> [Written instruction]:
Gather every line in the items below that contains the string "guitar". Matching is case-sensitive.

Items from a labeling collection
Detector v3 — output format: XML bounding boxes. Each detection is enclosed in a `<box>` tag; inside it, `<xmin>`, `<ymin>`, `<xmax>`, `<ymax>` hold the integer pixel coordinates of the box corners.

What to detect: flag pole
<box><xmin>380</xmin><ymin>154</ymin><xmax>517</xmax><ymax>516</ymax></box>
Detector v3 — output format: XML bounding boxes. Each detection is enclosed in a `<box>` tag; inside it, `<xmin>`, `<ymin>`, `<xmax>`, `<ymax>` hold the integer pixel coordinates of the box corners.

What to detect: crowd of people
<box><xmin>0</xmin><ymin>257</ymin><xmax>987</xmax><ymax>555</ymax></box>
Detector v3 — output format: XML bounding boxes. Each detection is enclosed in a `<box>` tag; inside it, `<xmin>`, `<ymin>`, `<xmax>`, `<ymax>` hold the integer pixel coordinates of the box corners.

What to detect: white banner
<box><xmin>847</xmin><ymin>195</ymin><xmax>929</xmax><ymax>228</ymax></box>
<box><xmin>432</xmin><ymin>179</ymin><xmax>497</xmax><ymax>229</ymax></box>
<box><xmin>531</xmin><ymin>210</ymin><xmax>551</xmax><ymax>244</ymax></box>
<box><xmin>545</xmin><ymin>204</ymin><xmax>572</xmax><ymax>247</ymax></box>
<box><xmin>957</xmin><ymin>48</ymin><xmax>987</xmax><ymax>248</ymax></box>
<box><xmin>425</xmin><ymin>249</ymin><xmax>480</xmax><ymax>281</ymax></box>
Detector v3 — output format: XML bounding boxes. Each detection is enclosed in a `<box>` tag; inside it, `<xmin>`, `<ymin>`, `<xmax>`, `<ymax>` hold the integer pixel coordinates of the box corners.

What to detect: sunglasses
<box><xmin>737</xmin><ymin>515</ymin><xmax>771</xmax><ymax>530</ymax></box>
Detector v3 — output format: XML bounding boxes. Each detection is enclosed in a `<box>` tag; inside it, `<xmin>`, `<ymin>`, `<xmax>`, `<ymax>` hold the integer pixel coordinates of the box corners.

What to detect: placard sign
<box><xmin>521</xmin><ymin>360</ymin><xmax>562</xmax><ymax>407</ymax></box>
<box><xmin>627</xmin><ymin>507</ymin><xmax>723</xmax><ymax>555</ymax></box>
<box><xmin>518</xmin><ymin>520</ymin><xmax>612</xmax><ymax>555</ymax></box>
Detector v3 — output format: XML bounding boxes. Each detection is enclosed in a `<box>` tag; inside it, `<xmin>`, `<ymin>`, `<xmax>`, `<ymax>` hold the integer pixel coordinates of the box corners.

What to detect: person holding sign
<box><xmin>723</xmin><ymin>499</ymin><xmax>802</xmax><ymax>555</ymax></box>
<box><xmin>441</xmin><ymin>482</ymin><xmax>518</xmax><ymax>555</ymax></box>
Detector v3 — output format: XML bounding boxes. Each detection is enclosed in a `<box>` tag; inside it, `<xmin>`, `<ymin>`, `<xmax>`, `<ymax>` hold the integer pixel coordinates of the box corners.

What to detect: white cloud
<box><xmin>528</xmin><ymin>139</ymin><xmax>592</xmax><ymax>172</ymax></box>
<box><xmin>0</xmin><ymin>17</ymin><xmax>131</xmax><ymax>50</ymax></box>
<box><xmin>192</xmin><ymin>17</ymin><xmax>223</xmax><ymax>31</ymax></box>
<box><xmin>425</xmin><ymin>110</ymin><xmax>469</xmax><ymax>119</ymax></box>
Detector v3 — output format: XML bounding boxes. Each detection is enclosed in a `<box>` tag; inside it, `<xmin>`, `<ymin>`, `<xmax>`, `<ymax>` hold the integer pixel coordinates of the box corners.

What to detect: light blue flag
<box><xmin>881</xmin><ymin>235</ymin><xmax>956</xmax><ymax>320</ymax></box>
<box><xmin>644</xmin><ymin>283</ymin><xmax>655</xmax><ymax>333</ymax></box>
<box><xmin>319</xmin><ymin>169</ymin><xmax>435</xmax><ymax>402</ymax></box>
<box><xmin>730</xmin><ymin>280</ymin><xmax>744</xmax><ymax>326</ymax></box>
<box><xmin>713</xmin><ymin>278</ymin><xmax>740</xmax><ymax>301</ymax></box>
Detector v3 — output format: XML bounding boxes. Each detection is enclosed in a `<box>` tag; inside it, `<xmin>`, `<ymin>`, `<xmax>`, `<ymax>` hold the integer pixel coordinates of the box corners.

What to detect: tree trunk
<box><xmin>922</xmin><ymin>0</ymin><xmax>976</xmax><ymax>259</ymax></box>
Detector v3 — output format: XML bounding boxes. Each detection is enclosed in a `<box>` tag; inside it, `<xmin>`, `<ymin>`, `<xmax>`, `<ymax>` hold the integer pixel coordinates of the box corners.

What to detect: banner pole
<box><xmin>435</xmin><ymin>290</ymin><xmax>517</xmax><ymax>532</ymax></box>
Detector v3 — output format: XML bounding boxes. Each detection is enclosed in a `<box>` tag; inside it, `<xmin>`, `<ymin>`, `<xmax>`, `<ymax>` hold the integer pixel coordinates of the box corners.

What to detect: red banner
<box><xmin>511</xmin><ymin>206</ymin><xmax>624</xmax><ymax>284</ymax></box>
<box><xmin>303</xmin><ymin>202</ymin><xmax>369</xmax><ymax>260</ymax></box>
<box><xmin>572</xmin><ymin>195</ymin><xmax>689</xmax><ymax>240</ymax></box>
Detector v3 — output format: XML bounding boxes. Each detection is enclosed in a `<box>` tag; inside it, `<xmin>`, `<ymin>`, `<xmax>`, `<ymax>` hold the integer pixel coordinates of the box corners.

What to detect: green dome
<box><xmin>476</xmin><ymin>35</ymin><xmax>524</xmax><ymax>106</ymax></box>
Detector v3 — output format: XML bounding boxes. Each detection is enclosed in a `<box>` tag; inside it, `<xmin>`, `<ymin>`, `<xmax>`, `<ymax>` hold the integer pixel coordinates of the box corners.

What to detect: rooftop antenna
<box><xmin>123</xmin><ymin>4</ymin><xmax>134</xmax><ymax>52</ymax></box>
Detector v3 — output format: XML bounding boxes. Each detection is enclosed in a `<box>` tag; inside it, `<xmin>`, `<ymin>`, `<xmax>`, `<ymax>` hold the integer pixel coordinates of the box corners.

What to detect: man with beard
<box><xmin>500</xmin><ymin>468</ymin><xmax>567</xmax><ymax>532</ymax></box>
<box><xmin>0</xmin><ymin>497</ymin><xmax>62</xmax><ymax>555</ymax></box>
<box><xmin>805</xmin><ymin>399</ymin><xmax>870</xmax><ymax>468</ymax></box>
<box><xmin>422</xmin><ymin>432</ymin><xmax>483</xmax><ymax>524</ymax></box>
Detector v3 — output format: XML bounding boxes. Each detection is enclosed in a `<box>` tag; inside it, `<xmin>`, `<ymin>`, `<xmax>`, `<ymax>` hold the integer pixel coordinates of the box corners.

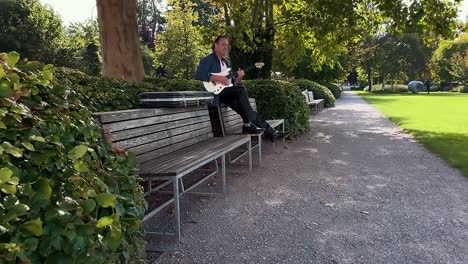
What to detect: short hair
<box><xmin>211</xmin><ymin>35</ymin><xmax>229</xmax><ymax>50</ymax></box>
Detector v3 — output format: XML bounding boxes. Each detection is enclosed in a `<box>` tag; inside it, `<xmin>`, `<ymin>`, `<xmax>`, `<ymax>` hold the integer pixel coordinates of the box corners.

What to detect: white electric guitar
<box><xmin>203</xmin><ymin>62</ymin><xmax>265</xmax><ymax>94</ymax></box>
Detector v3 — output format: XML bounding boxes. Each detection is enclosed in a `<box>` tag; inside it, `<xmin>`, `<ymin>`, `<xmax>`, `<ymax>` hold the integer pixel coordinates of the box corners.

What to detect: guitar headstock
<box><xmin>254</xmin><ymin>62</ymin><xmax>265</xmax><ymax>69</ymax></box>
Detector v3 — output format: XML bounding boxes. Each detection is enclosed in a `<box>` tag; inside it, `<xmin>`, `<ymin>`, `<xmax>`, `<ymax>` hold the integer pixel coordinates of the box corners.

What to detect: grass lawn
<box><xmin>356</xmin><ymin>91</ymin><xmax>468</xmax><ymax>176</ymax></box>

> [Complete answer]:
What to detect: white electric guitar
What to detect: guitar headstock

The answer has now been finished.